Input records
+===+
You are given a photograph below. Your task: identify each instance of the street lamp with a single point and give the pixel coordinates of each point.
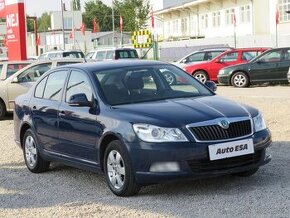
(63, 37)
(113, 41)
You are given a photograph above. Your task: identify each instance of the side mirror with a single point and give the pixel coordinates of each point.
(211, 85)
(184, 61)
(79, 100)
(15, 80)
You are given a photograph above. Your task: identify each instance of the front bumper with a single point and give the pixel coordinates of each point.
(193, 159)
(224, 79)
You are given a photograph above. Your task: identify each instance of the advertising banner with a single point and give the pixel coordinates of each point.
(2, 8)
(16, 30)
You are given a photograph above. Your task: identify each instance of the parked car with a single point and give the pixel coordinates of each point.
(288, 75)
(113, 54)
(61, 54)
(8, 68)
(271, 66)
(200, 55)
(21, 81)
(124, 119)
(209, 70)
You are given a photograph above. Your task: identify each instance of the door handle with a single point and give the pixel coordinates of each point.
(61, 114)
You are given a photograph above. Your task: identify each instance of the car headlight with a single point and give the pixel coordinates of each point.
(150, 133)
(221, 72)
(259, 123)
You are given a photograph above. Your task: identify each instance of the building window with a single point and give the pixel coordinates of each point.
(204, 21)
(67, 23)
(184, 26)
(175, 26)
(284, 5)
(245, 14)
(230, 16)
(216, 19)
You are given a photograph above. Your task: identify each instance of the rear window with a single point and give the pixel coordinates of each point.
(73, 54)
(13, 68)
(120, 54)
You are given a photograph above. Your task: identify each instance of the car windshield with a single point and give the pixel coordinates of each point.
(129, 85)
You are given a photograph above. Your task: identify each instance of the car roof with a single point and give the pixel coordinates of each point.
(105, 65)
(17, 62)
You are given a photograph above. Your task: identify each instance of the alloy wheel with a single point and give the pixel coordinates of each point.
(30, 151)
(116, 169)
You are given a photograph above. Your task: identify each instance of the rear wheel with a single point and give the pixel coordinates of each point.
(201, 76)
(118, 171)
(2, 110)
(240, 80)
(34, 162)
(246, 173)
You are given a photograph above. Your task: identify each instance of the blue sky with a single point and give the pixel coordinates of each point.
(37, 7)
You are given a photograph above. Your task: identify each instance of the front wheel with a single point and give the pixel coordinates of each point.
(34, 162)
(201, 76)
(118, 171)
(2, 110)
(240, 80)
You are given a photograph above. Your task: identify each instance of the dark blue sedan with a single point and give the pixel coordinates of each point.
(126, 119)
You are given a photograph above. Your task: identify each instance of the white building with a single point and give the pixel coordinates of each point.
(209, 19)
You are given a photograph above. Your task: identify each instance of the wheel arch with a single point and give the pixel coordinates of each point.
(207, 75)
(237, 71)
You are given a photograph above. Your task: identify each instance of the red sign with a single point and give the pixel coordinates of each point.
(16, 30)
(2, 8)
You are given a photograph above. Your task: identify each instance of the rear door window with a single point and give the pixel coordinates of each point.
(13, 68)
(195, 57)
(40, 88)
(110, 55)
(54, 85)
(229, 57)
(101, 55)
(33, 73)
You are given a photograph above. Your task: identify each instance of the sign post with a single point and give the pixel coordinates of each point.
(16, 29)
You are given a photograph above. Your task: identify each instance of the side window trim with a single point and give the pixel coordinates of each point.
(64, 94)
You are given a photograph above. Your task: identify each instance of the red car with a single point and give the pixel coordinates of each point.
(208, 70)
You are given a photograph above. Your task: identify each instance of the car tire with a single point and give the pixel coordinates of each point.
(247, 173)
(2, 110)
(118, 171)
(240, 80)
(170, 77)
(201, 76)
(33, 160)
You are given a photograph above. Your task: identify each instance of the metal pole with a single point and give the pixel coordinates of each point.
(63, 37)
(113, 23)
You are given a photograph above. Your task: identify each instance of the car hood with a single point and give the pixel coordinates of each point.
(179, 112)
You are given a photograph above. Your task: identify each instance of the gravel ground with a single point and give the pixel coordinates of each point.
(64, 191)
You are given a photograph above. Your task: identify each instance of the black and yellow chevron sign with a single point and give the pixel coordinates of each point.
(142, 39)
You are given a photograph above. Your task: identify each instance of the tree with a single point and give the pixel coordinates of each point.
(44, 22)
(101, 12)
(76, 5)
(135, 13)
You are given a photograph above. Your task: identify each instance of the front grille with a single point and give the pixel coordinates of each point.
(215, 132)
(223, 164)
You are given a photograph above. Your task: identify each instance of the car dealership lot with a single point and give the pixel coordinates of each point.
(70, 192)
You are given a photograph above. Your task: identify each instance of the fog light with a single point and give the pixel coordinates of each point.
(165, 167)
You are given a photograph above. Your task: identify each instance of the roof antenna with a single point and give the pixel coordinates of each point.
(85, 60)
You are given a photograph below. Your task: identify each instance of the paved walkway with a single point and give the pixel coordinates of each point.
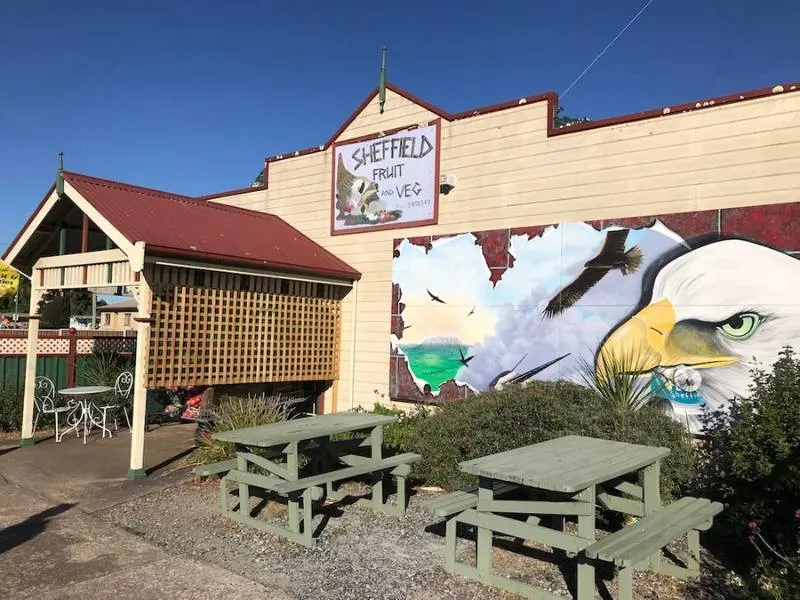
(51, 547)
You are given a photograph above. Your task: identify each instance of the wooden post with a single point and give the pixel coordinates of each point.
(145, 299)
(30, 365)
(85, 245)
(72, 357)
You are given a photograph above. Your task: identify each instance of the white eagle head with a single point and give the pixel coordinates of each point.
(355, 195)
(721, 308)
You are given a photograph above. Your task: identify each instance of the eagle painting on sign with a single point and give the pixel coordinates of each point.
(695, 298)
(386, 181)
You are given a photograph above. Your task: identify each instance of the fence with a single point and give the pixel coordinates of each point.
(61, 354)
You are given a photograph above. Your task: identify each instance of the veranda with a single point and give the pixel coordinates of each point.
(225, 296)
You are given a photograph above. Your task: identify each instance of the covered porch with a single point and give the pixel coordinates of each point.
(225, 296)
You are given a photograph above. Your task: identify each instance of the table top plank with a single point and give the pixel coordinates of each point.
(566, 464)
(85, 390)
(305, 428)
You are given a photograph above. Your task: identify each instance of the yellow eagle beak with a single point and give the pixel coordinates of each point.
(643, 343)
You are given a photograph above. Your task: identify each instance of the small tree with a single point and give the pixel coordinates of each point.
(751, 462)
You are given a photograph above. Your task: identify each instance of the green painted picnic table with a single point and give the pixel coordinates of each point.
(562, 477)
(268, 457)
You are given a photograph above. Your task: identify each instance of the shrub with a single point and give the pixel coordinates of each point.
(103, 368)
(236, 413)
(396, 435)
(750, 461)
(615, 378)
(10, 408)
(521, 415)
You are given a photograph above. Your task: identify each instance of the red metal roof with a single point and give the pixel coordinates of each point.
(181, 226)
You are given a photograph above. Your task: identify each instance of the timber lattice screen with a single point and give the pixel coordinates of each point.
(271, 331)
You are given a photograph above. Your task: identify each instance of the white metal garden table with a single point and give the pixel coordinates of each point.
(83, 414)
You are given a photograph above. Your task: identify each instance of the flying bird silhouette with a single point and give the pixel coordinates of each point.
(611, 256)
(435, 298)
(465, 359)
(511, 376)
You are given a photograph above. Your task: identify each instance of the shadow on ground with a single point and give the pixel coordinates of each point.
(16, 535)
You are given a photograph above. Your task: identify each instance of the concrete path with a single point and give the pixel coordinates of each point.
(51, 547)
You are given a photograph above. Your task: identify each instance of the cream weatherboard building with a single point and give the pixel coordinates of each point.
(420, 255)
(510, 168)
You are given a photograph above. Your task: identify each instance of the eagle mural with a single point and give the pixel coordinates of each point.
(690, 317)
(713, 313)
(612, 256)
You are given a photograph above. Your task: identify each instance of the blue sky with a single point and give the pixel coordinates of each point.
(190, 97)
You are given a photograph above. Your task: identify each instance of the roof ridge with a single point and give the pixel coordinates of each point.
(114, 183)
(198, 201)
(173, 196)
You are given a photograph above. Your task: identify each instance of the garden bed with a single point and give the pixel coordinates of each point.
(359, 555)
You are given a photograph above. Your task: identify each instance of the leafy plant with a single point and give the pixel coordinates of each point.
(237, 413)
(396, 435)
(521, 415)
(103, 368)
(616, 378)
(750, 461)
(10, 409)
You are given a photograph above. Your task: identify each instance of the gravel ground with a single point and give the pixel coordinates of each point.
(359, 554)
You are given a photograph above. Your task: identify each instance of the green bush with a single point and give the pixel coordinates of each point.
(750, 461)
(396, 435)
(521, 415)
(103, 368)
(236, 413)
(10, 409)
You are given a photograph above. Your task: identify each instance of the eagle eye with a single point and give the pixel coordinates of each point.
(740, 326)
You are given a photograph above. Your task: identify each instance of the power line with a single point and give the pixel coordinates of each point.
(611, 43)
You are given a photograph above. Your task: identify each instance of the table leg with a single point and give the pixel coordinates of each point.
(483, 545)
(376, 445)
(86, 418)
(291, 452)
(244, 489)
(586, 529)
(652, 502)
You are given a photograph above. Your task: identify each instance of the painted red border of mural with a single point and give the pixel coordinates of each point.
(776, 225)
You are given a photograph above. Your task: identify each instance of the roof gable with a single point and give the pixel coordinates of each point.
(143, 220)
(177, 225)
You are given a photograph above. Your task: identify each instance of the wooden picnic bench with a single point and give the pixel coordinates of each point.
(268, 459)
(570, 477)
(638, 546)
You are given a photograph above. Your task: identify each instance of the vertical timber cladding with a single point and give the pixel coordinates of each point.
(214, 328)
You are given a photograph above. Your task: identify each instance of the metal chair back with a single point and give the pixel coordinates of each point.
(44, 394)
(124, 385)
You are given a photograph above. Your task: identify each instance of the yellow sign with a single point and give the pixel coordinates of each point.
(9, 280)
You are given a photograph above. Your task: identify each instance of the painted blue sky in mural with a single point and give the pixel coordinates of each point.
(507, 322)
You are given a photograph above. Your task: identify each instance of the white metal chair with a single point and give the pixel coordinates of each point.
(122, 392)
(44, 398)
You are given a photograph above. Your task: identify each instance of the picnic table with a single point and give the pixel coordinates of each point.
(526, 493)
(269, 458)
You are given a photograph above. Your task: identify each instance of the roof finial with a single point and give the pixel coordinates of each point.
(60, 175)
(382, 80)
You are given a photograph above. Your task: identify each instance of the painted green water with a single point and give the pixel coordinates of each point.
(434, 363)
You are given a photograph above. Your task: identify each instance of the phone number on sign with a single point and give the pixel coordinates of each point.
(419, 203)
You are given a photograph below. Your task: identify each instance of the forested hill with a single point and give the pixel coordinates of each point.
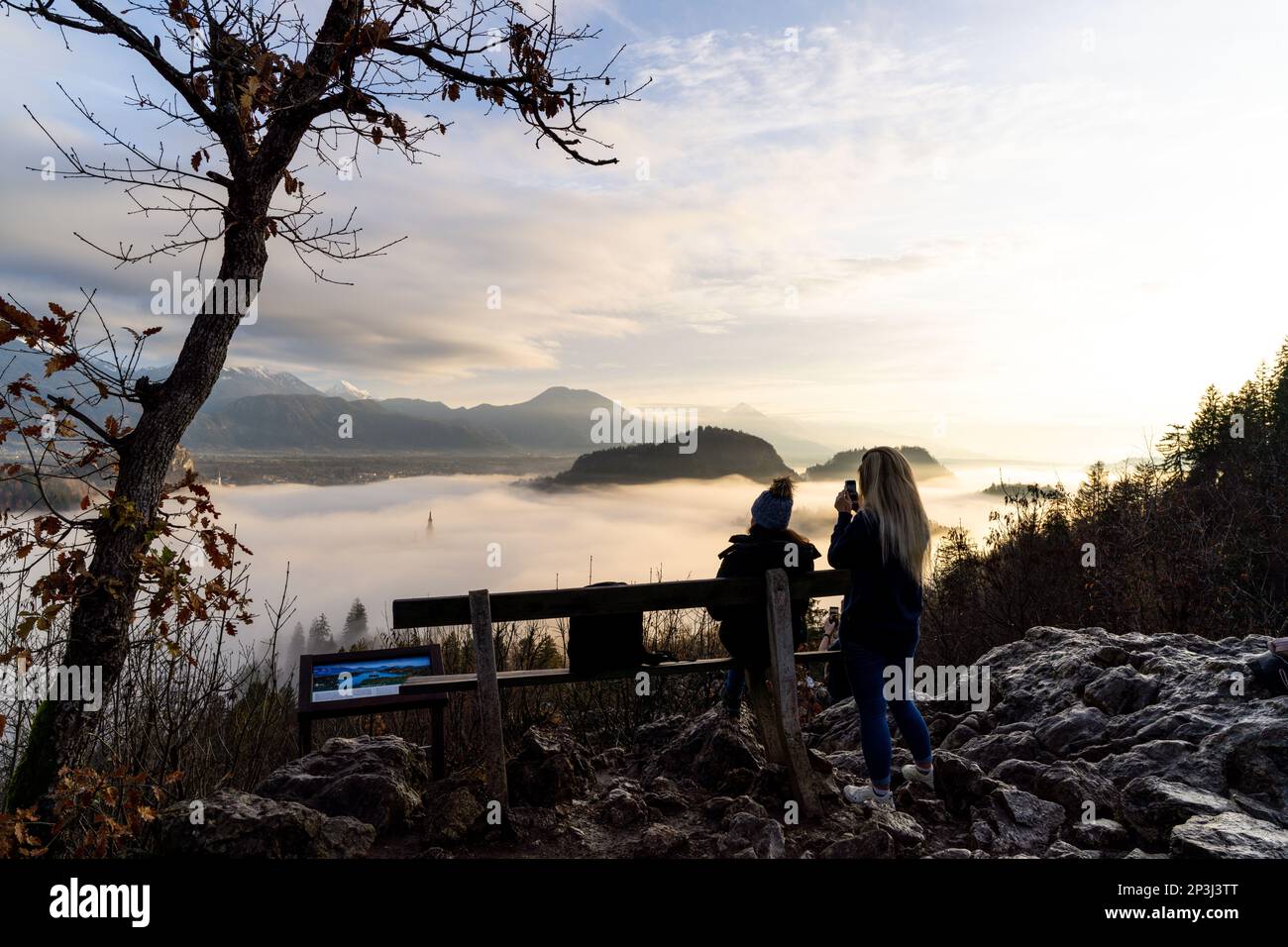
+===+
Task requirements
Reproduce word for word the lines of the listing above, from the line containing "of the phone" through the end of the listing, both ends included. Leave the pictures out of your answer.

Expected answer
You are given a photograph above. Your task: identify each instance of the phone number on sign with a single point and give the pixel coordinates of each point.
(419, 203)
You are given a photograph below. Your task: identify each instance of the forested hill with a single point and give the pixel coordinates of each point.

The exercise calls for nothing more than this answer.